Request → How many lines in the data below contain the string "collar"? Reply with the number alone.

Available records →
________________

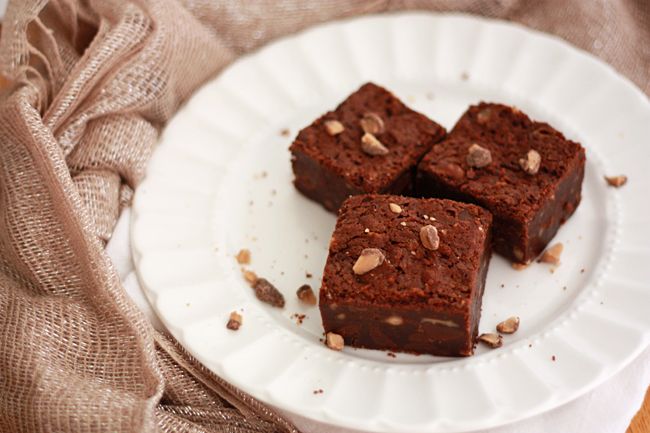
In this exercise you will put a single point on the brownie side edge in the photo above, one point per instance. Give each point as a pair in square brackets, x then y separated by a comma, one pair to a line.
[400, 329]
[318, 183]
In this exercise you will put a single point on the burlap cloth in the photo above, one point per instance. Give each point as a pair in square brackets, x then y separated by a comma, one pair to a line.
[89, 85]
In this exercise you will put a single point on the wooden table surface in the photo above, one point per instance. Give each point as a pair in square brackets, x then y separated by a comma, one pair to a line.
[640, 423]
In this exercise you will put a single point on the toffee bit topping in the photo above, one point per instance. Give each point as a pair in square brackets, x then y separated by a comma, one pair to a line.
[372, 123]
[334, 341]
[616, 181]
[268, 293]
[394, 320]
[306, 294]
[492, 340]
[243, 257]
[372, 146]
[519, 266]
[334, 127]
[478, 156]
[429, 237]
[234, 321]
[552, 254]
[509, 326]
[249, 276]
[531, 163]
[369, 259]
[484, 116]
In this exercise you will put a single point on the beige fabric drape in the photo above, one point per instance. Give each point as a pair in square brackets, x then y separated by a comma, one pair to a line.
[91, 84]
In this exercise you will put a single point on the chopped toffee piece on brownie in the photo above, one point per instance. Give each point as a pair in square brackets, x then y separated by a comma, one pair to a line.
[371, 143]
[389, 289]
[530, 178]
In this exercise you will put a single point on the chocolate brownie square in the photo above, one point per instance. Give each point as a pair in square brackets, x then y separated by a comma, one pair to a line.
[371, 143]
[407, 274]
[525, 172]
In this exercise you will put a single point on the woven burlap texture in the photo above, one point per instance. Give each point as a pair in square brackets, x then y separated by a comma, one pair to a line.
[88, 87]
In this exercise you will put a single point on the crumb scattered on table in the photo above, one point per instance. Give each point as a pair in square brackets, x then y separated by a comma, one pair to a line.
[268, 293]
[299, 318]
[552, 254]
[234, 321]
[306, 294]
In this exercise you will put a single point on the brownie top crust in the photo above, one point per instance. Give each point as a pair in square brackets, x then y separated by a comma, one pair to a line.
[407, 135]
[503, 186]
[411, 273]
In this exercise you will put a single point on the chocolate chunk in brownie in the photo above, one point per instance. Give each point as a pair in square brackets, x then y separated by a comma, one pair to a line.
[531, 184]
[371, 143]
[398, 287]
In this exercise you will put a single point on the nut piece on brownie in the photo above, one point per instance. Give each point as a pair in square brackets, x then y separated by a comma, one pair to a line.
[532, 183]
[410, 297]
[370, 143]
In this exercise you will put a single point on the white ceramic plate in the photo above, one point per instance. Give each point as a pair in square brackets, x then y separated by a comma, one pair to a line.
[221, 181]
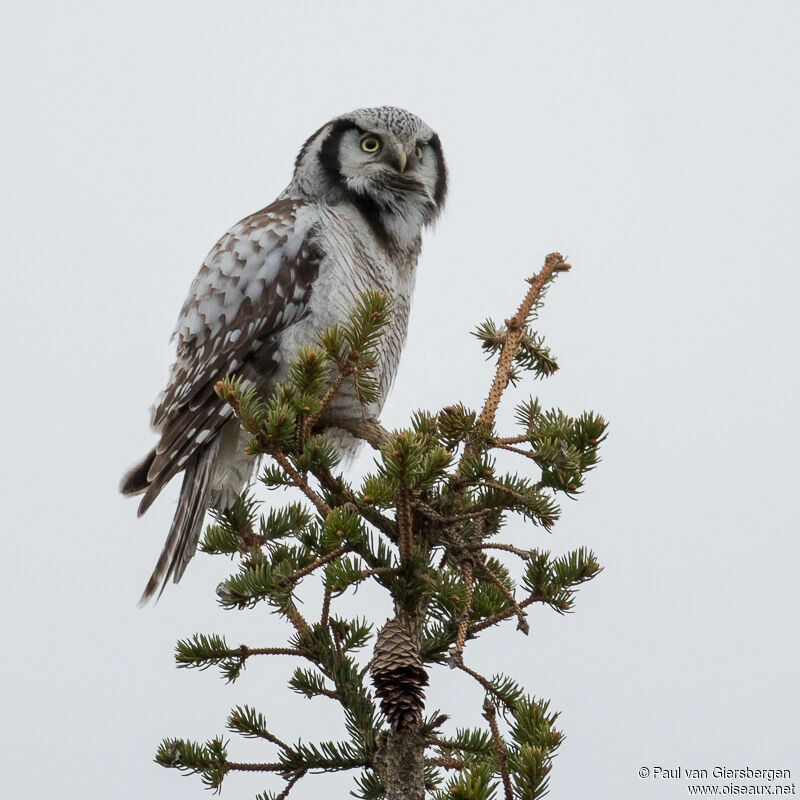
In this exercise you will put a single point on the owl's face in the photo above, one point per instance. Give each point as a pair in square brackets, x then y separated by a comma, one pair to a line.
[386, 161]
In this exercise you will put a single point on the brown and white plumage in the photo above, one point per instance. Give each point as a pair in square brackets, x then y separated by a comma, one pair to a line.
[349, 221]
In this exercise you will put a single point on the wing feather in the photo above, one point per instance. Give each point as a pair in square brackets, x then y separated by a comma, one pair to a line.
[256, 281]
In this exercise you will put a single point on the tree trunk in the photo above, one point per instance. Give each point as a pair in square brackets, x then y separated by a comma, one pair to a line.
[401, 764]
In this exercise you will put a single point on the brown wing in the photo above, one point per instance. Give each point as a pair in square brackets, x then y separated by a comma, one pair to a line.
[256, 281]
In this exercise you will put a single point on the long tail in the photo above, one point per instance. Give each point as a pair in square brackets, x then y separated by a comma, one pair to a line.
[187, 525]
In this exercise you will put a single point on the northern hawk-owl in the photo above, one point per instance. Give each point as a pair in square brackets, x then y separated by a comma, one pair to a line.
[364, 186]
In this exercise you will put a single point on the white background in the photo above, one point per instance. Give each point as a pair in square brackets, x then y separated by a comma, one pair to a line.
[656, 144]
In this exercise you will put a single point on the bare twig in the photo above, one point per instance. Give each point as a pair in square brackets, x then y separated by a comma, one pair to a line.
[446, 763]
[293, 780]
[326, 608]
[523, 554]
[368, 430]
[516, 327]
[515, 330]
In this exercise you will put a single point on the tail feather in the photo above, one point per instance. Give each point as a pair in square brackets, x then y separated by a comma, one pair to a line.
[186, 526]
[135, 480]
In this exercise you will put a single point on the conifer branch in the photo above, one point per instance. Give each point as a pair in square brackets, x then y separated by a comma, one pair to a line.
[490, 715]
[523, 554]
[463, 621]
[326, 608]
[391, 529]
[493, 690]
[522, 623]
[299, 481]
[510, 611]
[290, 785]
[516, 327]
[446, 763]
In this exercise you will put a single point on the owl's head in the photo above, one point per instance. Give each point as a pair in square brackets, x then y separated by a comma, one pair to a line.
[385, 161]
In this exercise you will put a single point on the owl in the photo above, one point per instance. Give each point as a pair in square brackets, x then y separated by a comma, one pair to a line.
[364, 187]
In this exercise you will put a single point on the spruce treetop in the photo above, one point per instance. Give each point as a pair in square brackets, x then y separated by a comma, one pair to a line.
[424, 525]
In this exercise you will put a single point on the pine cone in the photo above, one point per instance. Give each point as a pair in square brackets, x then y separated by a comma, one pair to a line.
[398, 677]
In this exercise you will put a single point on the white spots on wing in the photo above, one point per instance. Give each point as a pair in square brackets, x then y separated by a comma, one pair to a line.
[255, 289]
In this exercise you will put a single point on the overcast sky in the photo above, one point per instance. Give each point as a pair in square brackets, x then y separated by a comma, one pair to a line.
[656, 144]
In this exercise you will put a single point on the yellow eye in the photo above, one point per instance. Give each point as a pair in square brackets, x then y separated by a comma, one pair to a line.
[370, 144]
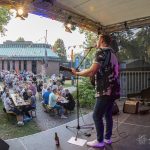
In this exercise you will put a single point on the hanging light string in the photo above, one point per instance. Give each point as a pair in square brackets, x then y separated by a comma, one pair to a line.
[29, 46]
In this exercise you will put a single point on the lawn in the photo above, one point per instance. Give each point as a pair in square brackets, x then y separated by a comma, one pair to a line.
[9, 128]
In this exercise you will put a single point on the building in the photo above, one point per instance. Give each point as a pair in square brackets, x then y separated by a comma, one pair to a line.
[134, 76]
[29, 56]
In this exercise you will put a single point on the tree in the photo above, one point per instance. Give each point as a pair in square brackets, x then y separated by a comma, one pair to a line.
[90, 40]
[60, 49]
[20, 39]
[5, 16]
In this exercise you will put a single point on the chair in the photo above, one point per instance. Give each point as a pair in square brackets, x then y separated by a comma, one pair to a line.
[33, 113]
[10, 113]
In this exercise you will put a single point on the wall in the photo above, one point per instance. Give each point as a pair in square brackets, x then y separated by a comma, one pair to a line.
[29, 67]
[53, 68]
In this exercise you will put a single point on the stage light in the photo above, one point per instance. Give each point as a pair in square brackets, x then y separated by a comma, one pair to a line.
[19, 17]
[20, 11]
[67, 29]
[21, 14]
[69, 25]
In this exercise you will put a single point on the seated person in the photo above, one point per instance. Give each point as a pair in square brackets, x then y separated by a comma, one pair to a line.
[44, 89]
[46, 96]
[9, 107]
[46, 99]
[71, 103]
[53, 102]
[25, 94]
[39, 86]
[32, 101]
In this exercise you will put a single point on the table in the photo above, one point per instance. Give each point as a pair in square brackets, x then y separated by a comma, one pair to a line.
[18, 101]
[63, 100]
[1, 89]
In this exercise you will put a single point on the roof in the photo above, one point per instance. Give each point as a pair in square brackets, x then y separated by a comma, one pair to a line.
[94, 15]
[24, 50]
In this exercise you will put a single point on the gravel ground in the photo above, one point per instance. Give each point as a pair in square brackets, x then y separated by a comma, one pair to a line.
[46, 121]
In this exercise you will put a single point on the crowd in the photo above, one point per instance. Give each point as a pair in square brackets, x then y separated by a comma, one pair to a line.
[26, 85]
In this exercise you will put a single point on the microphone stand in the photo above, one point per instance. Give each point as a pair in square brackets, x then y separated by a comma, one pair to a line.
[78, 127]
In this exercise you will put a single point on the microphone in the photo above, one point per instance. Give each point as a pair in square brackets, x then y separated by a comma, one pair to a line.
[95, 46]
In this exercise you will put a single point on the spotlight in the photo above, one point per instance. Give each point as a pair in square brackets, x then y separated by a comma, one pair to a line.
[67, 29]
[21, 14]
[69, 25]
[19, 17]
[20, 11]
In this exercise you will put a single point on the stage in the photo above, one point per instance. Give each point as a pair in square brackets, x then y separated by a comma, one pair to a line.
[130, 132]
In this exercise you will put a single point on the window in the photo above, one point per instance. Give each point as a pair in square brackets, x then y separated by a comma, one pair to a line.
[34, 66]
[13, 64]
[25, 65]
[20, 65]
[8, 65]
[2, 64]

________________

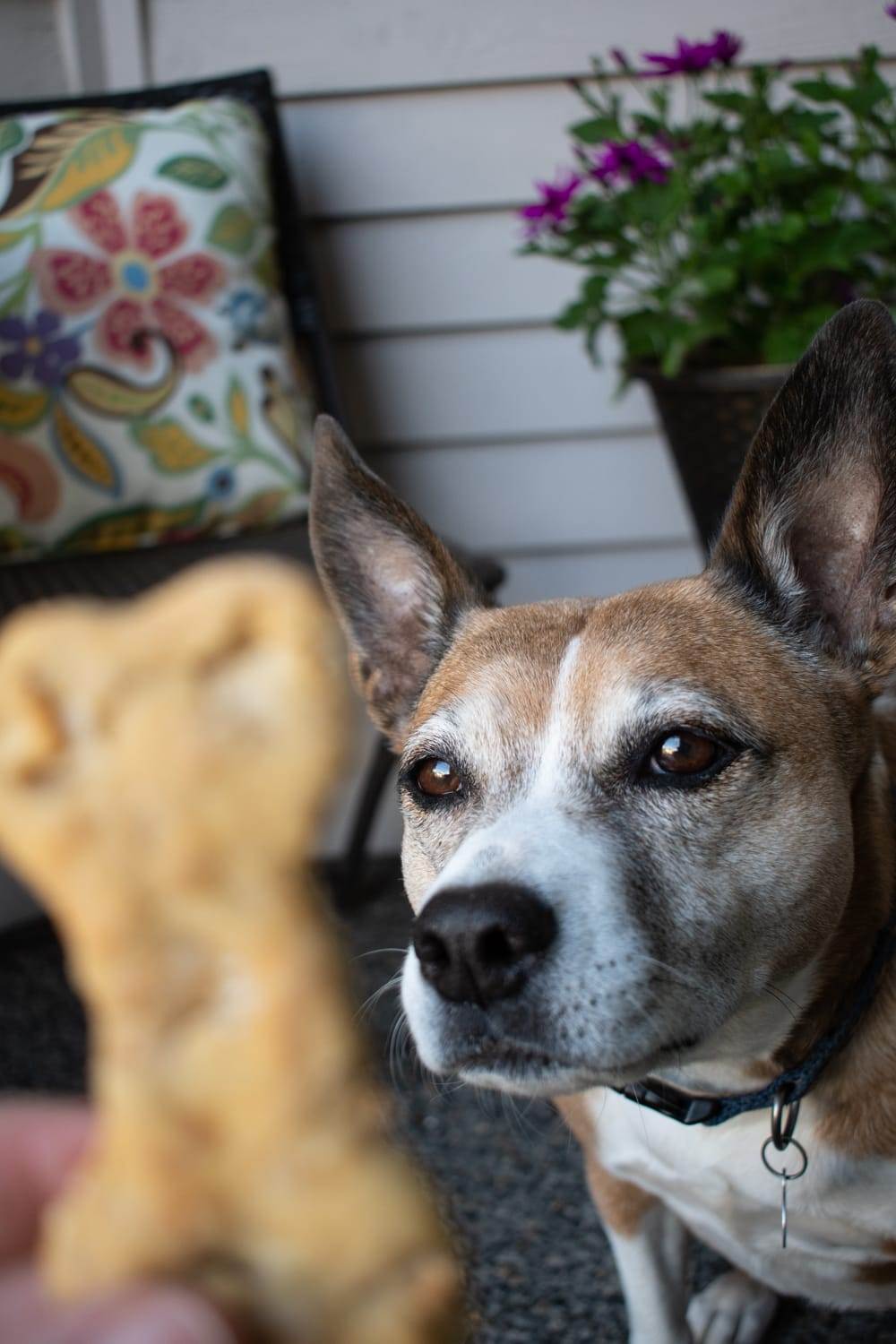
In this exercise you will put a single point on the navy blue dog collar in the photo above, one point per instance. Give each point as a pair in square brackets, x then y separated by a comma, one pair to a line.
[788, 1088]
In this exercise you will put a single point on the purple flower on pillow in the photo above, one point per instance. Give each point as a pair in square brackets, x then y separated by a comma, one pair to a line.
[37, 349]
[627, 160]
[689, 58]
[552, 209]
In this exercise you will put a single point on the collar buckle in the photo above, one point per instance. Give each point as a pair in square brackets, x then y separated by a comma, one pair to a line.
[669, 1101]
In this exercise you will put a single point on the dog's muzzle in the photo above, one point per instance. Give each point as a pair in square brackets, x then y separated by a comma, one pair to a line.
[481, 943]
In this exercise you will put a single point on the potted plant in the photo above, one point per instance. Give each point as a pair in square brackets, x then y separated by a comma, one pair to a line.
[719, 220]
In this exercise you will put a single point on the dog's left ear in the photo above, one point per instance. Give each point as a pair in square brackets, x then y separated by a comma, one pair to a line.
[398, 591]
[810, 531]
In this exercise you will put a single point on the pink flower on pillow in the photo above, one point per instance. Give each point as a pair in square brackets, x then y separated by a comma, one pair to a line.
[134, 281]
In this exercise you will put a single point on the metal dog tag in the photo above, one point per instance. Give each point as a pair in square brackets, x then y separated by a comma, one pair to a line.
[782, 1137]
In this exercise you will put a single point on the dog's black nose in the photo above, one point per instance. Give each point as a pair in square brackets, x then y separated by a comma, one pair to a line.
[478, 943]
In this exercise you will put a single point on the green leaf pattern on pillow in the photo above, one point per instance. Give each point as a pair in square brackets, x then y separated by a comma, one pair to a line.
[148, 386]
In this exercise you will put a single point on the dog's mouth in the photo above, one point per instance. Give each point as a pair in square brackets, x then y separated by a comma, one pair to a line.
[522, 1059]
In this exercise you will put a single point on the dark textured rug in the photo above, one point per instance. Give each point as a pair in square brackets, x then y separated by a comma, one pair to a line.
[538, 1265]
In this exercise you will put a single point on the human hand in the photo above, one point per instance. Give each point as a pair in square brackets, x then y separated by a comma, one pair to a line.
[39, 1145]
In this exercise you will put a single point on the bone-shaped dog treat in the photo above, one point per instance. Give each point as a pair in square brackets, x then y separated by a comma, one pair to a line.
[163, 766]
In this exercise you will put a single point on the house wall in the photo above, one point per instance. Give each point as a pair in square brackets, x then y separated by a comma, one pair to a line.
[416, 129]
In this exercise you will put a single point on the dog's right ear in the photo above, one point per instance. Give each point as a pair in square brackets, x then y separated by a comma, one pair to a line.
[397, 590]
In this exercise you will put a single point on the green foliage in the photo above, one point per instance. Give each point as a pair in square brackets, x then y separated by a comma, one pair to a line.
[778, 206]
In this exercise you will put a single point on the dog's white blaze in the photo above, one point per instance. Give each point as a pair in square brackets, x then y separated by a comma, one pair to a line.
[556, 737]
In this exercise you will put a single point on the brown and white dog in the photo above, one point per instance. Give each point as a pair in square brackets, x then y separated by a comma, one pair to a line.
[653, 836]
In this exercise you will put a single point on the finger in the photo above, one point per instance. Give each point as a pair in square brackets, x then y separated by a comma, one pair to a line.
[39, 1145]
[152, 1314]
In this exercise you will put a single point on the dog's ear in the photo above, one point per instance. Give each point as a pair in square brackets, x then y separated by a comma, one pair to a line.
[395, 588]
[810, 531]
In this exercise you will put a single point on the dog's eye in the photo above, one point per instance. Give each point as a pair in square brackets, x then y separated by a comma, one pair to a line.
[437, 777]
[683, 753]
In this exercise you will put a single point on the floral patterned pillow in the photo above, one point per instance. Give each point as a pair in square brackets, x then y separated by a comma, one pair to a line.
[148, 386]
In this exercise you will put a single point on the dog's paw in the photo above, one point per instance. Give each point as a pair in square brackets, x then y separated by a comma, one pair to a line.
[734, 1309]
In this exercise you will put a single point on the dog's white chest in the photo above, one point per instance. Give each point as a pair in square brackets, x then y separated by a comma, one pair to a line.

________________

Result of this task → 2